:: Exercise brief ::
Please retype everything from the line containing "In the photo above, where can the red van be" down to the end of the records, keeping every line unchanged.

:: Exercise material ::
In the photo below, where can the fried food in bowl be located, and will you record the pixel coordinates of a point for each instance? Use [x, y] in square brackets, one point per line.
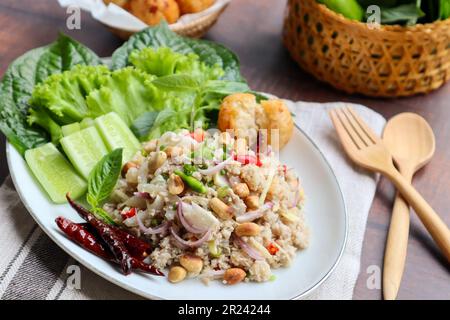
[241, 112]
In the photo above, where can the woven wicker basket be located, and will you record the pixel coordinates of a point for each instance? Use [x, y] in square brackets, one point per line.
[390, 61]
[193, 29]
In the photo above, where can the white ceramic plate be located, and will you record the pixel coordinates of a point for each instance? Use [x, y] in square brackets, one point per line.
[325, 215]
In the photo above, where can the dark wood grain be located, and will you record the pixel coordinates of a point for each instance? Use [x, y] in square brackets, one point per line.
[253, 30]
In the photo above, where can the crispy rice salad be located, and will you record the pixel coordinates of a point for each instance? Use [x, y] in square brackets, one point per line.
[212, 207]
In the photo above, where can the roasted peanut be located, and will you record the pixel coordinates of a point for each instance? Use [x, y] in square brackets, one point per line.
[177, 274]
[173, 151]
[241, 189]
[127, 166]
[247, 229]
[157, 160]
[234, 276]
[221, 209]
[252, 202]
[175, 184]
[191, 263]
[150, 146]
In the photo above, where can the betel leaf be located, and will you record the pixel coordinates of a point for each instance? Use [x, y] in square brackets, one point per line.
[20, 79]
[15, 90]
[103, 177]
[161, 36]
[143, 124]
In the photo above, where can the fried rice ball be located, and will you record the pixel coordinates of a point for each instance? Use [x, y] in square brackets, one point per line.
[193, 6]
[241, 113]
[153, 11]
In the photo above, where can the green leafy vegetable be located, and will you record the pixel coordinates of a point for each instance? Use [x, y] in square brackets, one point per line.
[212, 54]
[348, 8]
[143, 124]
[404, 12]
[165, 62]
[18, 83]
[102, 181]
[444, 9]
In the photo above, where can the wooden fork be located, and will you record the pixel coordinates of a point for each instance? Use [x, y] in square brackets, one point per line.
[366, 149]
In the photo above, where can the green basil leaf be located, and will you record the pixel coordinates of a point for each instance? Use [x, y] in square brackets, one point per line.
[161, 36]
[103, 178]
[143, 124]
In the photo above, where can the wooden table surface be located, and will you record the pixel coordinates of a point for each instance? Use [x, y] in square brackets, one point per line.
[252, 29]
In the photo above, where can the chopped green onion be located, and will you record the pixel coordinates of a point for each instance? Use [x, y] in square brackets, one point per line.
[214, 251]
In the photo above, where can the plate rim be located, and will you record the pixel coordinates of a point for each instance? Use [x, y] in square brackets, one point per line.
[148, 295]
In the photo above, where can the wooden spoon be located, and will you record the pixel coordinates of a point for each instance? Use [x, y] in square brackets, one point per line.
[411, 141]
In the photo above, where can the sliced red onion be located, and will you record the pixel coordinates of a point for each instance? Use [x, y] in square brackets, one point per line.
[191, 244]
[252, 253]
[217, 168]
[189, 227]
[143, 195]
[160, 229]
[253, 215]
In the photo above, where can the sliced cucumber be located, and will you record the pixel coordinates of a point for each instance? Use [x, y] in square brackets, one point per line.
[84, 149]
[86, 123]
[54, 173]
[116, 134]
[68, 129]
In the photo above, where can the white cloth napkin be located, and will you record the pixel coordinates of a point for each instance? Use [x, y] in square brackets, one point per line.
[33, 267]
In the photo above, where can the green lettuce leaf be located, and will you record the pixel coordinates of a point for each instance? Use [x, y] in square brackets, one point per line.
[64, 95]
[165, 62]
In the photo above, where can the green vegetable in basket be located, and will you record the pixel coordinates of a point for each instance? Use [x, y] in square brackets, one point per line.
[403, 12]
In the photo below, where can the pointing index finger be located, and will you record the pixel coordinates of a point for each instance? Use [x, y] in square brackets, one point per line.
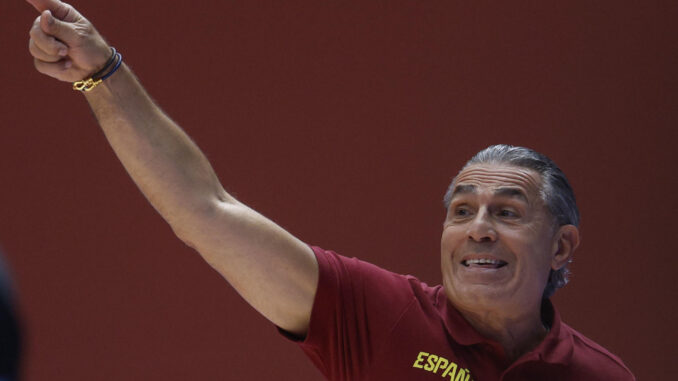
[58, 9]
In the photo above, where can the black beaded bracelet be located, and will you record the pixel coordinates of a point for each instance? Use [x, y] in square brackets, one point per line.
[98, 77]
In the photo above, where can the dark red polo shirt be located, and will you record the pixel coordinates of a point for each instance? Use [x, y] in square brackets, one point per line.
[371, 324]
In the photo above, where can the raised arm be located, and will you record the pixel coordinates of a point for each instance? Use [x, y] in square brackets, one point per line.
[274, 271]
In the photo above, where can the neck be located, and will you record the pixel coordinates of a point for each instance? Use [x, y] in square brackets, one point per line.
[516, 334]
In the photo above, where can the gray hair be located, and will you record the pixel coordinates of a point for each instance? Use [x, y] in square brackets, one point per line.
[555, 191]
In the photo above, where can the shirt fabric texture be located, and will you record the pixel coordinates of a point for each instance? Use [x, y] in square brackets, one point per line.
[371, 324]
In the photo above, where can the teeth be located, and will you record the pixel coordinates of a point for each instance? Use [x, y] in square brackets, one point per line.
[482, 261]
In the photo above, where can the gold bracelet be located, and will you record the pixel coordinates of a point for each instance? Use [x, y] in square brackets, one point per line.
[86, 85]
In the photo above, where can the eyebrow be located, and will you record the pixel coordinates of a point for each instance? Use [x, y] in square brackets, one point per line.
[502, 192]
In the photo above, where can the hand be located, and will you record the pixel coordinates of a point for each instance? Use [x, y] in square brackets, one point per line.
[64, 44]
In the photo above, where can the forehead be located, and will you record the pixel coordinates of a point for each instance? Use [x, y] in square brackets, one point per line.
[494, 177]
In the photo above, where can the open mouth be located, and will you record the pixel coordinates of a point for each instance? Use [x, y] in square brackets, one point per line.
[484, 263]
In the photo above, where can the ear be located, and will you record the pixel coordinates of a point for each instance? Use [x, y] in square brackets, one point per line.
[566, 241]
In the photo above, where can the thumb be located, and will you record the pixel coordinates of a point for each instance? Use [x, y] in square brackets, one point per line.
[62, 11]
[54, 27]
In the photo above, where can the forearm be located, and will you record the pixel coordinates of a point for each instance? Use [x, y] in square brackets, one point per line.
[163, 161]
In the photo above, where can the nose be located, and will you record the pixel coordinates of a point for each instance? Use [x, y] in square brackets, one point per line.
[480, 229]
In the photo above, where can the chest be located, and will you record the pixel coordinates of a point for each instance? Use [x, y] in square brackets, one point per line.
[420, 349]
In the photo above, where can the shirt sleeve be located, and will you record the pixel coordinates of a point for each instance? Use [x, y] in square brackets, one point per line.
[355, 308]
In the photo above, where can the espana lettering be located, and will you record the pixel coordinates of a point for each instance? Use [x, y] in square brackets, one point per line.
[438, 364]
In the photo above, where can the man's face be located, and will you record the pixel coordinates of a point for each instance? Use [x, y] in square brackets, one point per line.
[498, 241]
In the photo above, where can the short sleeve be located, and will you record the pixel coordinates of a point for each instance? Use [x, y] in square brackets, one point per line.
[356, 306]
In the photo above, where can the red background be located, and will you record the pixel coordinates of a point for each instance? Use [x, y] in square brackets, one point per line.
[343, 122]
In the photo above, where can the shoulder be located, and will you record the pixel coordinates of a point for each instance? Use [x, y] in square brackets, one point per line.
[376, 283]
[591, 358]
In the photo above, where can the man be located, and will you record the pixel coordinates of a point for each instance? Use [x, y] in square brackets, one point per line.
[509, 233]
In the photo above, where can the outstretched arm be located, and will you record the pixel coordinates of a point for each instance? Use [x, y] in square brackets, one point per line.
[274, 271]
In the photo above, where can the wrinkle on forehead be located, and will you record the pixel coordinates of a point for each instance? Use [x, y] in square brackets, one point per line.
[497, 175]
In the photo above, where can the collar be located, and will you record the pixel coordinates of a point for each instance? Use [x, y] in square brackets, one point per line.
[556, 348]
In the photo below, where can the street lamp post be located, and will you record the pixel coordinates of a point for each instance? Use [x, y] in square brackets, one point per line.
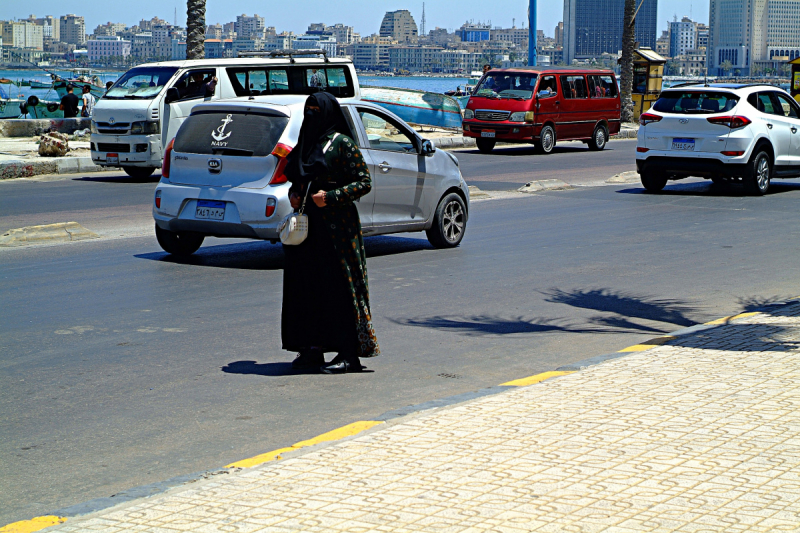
[532, 33]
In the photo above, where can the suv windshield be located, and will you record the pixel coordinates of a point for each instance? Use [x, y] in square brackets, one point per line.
[230, 133]
[695, 102]
[506, 85]
[143, 82]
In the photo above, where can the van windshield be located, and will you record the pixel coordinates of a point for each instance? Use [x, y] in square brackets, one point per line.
[141, 83]
[507, 85]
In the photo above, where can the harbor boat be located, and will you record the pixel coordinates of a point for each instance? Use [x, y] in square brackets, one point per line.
[416, 107]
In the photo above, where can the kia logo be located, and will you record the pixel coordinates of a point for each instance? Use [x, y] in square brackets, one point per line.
[214, 165]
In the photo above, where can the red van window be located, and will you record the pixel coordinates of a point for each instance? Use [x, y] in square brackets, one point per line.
[573, 87]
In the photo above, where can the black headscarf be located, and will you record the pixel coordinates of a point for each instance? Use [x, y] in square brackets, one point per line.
[306, 160]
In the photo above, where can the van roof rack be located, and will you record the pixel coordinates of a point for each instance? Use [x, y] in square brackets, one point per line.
[288, 53]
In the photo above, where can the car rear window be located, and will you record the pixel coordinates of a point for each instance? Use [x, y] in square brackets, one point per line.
[695, 102]
[224, 133]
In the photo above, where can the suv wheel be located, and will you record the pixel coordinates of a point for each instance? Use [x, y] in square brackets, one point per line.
[599, 138]
[485, 146]
[760, 173]
[178, 243]
[139, 172]
[653, 181]
[449, 222]
[547, 140]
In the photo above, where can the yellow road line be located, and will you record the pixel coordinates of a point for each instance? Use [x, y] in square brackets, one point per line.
[345, 431]
[34, 524]
[530, 380]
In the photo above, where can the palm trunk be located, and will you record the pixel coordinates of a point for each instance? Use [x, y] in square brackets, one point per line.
[626, 67]
[195, 29]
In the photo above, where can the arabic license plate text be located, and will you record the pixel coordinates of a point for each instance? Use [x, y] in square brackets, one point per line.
[210, 209]
[683, 144]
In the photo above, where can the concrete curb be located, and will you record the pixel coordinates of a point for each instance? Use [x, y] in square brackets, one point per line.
[27, 168]
[61, 232]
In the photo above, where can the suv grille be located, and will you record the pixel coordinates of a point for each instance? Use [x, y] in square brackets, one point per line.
[491, 115]
[111, 147]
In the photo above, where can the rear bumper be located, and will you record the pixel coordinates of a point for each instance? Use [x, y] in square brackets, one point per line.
[682, 167]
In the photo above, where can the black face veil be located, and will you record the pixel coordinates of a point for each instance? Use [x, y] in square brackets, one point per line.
[306, 161]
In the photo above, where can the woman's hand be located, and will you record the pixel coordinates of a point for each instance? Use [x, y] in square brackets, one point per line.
[319, 198]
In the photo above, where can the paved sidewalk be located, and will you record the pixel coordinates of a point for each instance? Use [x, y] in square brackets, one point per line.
[697, 434]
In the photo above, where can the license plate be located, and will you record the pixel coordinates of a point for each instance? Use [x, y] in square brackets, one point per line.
[210, 209]
[683, 144]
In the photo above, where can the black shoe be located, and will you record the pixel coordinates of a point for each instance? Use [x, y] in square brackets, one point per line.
[342, 366]
[308, 359]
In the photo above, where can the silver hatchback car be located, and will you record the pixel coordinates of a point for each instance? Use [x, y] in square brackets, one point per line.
[223, 175]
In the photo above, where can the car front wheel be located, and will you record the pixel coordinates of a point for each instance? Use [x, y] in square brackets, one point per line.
[449, 222]
[760, 173]
[182, 244]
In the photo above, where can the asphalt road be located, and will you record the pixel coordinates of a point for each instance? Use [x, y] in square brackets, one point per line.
[122, 367]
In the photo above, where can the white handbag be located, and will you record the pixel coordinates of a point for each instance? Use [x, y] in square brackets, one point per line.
[294, 226]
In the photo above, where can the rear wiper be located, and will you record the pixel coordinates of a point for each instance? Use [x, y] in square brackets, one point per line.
[232, 151]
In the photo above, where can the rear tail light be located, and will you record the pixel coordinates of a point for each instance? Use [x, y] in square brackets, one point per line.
[732, 121]
[271, 202]
[281, 151]
[167, 157]
[647, 118]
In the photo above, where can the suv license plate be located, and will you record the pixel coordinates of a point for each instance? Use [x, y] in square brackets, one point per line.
[210, 210]
[683, 144]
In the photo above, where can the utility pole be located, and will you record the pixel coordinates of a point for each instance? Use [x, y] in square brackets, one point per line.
[532, 33]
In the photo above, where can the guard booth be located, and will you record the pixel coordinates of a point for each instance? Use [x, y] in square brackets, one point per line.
[648, 71]
[794, 79]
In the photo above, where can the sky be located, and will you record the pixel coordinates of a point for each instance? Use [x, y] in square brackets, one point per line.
[364, 15]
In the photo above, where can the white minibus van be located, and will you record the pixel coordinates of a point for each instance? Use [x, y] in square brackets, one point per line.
[138, 116]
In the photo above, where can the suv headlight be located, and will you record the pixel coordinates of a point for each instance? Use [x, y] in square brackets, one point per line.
[145, 128]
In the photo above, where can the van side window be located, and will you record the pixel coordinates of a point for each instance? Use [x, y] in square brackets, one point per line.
[573, 86]
[602, 87]
[547, 87]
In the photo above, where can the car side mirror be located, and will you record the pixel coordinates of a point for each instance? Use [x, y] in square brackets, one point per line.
[427, 148]
[172, 95]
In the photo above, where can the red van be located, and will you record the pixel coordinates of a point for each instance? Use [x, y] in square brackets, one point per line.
[541, 105]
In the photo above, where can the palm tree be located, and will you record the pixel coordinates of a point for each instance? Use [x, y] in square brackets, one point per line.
[195, 29]
[626, 70]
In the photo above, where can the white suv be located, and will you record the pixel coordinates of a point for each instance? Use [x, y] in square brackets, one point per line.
[723, 132]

:: Output below ::
In the photo above, where can the red van be located, and will you record the pixel coordinates of a point for each instance? Use [x, y] in square brackets, one point per line.
[541, 105]
In the photo above, where can the palm tree be located, and will you record the pixel coordinates of a point for each instance? Use [x, y] in square brackets, one point per line.
[195, 29]
[626, 70]
In the photo above, where can the white suv be located, and will you record the pixel coordinates of a point for each instance? Use [x, y] in square brackets, one point per line.
[723, 132]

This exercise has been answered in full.